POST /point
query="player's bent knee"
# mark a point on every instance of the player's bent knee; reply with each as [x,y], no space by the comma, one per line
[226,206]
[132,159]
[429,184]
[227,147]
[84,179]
•••
What this task involves:
Copy the records above line for line, changing nothing.

Reply to the task:
POST /point
query="player's bent knee"
# mark a point on every instance of the player's bent knee; reply with each as [x,y], no space by the comma, one per line
[226,206]
[132,159]
[429,184]
[227,147]
[84,179]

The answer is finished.